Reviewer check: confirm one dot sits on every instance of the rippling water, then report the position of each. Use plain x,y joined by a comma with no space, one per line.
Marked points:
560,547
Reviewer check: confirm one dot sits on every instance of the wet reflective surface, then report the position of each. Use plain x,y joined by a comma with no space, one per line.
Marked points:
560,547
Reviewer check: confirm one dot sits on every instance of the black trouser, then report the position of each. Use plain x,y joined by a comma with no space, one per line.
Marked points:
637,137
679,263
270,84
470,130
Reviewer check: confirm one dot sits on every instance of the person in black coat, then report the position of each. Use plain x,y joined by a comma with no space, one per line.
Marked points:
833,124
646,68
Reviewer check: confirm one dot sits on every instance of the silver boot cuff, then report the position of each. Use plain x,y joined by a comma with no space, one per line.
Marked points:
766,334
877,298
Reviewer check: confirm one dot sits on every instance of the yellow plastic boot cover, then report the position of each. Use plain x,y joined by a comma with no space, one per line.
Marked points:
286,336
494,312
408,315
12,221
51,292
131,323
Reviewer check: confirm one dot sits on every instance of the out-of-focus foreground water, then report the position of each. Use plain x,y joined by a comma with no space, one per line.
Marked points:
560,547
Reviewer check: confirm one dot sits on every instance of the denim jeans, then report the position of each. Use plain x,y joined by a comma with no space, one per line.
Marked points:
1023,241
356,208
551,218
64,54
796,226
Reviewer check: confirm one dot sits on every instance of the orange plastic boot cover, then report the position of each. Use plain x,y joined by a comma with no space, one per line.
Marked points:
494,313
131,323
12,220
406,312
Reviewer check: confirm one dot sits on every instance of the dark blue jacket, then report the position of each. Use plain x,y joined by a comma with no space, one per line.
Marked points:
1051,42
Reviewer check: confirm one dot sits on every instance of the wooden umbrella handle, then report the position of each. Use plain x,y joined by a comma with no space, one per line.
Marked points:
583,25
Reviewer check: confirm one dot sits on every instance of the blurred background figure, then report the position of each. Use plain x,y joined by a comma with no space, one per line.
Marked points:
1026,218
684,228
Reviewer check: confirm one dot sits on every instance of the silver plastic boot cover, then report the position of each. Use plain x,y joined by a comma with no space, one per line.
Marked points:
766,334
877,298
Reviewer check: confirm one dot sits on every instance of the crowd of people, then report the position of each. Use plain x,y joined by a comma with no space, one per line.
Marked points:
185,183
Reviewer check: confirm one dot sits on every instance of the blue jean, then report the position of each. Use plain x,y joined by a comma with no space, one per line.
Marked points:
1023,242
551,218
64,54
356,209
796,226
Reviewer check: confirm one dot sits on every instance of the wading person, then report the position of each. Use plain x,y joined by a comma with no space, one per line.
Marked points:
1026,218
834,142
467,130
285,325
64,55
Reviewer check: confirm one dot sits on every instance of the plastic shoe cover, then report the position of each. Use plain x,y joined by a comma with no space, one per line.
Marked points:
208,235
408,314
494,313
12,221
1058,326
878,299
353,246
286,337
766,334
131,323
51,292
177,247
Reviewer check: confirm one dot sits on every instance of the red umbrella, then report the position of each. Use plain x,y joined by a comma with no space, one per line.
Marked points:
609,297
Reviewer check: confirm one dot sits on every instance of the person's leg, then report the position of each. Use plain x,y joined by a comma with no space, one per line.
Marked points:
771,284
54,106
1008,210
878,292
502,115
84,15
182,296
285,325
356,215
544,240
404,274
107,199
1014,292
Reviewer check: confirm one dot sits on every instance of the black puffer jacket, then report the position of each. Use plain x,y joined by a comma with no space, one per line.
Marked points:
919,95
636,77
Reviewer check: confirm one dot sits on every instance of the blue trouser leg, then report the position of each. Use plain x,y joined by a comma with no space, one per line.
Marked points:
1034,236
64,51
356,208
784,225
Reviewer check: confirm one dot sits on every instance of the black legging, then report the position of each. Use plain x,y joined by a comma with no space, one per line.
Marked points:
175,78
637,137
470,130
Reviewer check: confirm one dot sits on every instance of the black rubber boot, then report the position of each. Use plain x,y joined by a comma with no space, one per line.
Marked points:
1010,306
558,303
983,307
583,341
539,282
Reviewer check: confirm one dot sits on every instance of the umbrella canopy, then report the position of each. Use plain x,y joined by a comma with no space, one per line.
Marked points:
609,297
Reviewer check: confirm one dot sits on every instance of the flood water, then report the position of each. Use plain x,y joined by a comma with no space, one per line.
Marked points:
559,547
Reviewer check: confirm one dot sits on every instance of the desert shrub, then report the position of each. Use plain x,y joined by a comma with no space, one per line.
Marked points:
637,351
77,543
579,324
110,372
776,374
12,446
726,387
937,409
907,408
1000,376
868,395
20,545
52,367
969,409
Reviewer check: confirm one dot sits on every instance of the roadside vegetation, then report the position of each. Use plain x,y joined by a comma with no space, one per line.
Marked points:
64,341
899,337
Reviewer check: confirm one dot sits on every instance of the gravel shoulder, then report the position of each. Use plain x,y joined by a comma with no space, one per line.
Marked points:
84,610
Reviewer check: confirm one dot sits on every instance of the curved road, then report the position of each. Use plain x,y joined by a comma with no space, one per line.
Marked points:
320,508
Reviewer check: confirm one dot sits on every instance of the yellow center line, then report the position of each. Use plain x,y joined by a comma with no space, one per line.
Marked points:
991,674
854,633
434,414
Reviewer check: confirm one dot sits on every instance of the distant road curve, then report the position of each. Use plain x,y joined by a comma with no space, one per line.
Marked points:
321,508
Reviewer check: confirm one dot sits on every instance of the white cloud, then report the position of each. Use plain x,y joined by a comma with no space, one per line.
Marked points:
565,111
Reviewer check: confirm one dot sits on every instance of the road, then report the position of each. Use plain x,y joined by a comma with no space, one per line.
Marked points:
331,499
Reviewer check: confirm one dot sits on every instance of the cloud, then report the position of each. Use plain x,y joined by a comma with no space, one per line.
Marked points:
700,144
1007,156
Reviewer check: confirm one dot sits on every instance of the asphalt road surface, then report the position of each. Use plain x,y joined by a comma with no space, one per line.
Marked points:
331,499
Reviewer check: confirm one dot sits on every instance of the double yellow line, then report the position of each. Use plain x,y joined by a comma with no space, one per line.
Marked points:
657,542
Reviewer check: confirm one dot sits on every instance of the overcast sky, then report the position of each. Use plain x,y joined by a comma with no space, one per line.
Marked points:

==================================================

Work to complete:
Could you quote the material above in full, exactly as it stands?

Exercise answer:
Reviewer check: confirm one dot sits on every instance of the rippling water, then report the position of each. Use plain x,y joined by a comma with no space, one per line.
Marked points:
560,547
Reviewer check: confirm one dot sits on every instance of the wet reflective surface, then report the position of each. Use plain x,y joined by a comma with no space, one per line.
Marked points:
560,547
Reviewer check: confirm one dot sits on every instance of the black trouser, then report the position of each. Use plain x,y joined by a comma with no space, one per line.
Marked points:
637,137
679,263
270,84
470,130
Reviewer check: confirm one dot sits on every instance of the person in black coat, then report the position of each. Use plain x,y joined by a comma with no space, one per line.
Marked points:
833,124
646,68
Reviewer check: confirm one dot sits on every instance of the silver boot cuff, then report the position of each. Use plain x,y joined by a comma with no space, one per line.
Marked points:
766,334
877,298
Reviewer check: confirm one dot sits on every instance of the yellow plastic boot cover, then report the position of each. Use plain x,y joined by a comma with no space, one per line.
Marked points:
286,336
494,312
408,315
12,221
51,292
131,323
Reviewer check: confirm one dot sits on every instance of the out-of-focus foreground water, then report the position of each. Use plain x,y joined by a comma with no space, one per line.
Marked points:
560,547
Reviewer check: confirm one dot sits on every instance of the denim jeans, then report the position of each. Use plain x,y joined by a comma with no space, one per line.
Marked points:
1023,241
356,208
551,218
64,54
796,226
Reviewer check: confirm one dot sits on every instance of the orange plastic boot cover, then report the position of each. Use plain x,y joined by a comma with no space, one per line.
Marked points:
494,313
131,323
12,220
406,312
Reviewer check: confirm one dot sits on every instance of the dark blue jacket, then report the position of each. Use plain x,y joined by a comma with no space, one per line.
Marked points:
1051,42
Reviewer check: confirm one dot sits on every instance of the wooden umbrella handle, then report the position of each. Use plain x,y joined by a comma with no space, one per line.
Marked points:
583,25
Reviewer check: confirm one dot sits on every instance of the blurred background figure, then report the position of each. Use plain x,y joined by a comma with no space, one per line.
Marked points:
1026,218
684,228
Reviewer check: confirm one dot sits on every instance of the silver plastic boot cover, then report the position of each. Use plain x,y joined by a comma with no space, one per line.
Marked points:
766,334
877,298
Reviewer check: confirm one dot sits on every instance of the crowd of people, then report the position of each. Use plain x,y joined by a comma with no space, one per line.
Marked points:
185,183
Reviewer check: confirm one dot sits on every instance of the blue jean, then report the position of each. Use plain x,y joined by a comma with no space, one per line.
Marked points:
1023,242
551,218
64,54
356,209
796,226
Reviewer check: confirm one dot sits on every instance of the wading person, then report the position of each. Use plain x,y joined by a comma with no space, one per line.
Marked points:
1026,218
834,142
467,130
285,325
64,55
Reviewer check: confirm one dot sits on every instance of the plastic shoe cover, then report the position of each. Use plain x,y joined by a comma with no space, one per line.
Marked points:
208,235
408,314
494,313
12,221
1058,326
878,299
353,246
286,337
766,334
131,323
51,292
177,247
Reviewer check: confirm one dot sits on every instance of the red umbrella, then report the position of each. Use plain x,y joined by a comma with no space, one per line.
Marked points:
609,297
Reviewer check: confirm one dot sits on every instance of the person's leg, then report the position of each. Use plain x,y joined by a comma with no space, one per line.
Marked points:
771,284
54,106
1008,210
878,292
502,115
84,15
182,296
285,325
356,215
544,240
404,274
107,199
1014,292
Reviewer check: confirm one dot sits on every instance of the black puffer jacket, then report the position of each. Use plain x,y joined by a comma with no space, one per line.
Marked points:
919,95
636,77
Reviewer check: confirm one dot sits on every instance of the blue trouser leg, then report the position of each. Use plain x,y joined by a comma with no space, one per line.
Marked points:
1034,236
64,51
356,208
784,225
Reviewer check: confirm one dot sits on every instance of the black legging, then report the position of each. Use plain x,y joined by a comma with no space, one per line.
Marked points:
175,78
637,137
470,130
Reviewer check: confirm one dot sits on every instance of the black rubber boot, then report the position of each. Use plain x,y joined by a comma with no space, one per line.
Marked points:
1010,306
558,303
983,307
583,341
539,282
Reviewer check: confirm one dot sits on every instance of the umbrella canopy, then report the position of each. Use plain x,y joined by a comma with no space, one per line.
Marked points:
609,297
Reviewer check: confirm one dot sits on every instance of the flood water, then report the position of each. Use plain x,y joined by a comma with no space, one per line.
Marked points:
559,547
Reviewer check: confirm one dot sits on every instance of the desert shrub, then report the position of each. Use plain x,y joined by a comma with no space, one per line.
Marked points:
637,351
77,543
579,324
110,372
776,374
12,446
726,387
937,409
907,408
1000,376
868,395
20,545
52,367
969,409
Reviewer check: confirm one dot sits on every instance of the roadside vegetation, then report the position of each. Use plain x,y joined by a comma with no space, one per line.
Marked points:
64,341
899,337
Reviewer check: confirm one dot sits on every instance of the gravel shoulder, then report the position of each. Use plain x,y joined by a comma with no space, one per line.
Marked points:
84,610
Reviewer check: confirm one dot sits on every instance of the curved road, then report the position of each. Use plain x,y joined by a comma with no space, one per line.
Marked points:
320,508
Reviewer check: confirm one dot sits on every instance of the yellow center line, then report the position of each. Use plain x,y joined by a comma with no space, one per line.
Marked points:
991,674
854,633
434,414
Reviewer check: confirm one dot sits on every instance of the distant road curve, then report the position of each. Use plain x,y joined by a comma with no space, one per line.
Marked points:
321,508
Reviewer check: confirm one dot sits on every instance of the white cloud, then report the position of each. Use plain x,y joined by a comma with no space, one per line.
Marked points:
565,111
Reviewer check: confirm one dot sits on every instance of the road, then report the position of each. Use plain x,y joined by a comma with no space, one per line.
Marked points:
331,499
Reviewer check: confirm one dot sits on every instance of the cloud, then report the position of each. Use plain x,y joined by a comma with no space, one per line.
Marked points:
700,144
1007,156
Reviewer check: confirm one dot sits on every instance of the asphalt road surface, then report the position of each. Use plain x,y joined by a comma with no space, one per line.
Marked points:
331,499
Reviewer check: confirm one dot sits on every instance of the double yellow line, then report the position of each. Use plain x,y joined by a comma with no space, one per line.
Marked points:
657,542
Reviewer check: confirm one dot sits on every instance of the overcast sky, then report the position of each. Use plain x,y joined by a comma with no space, one per line.
Marked points:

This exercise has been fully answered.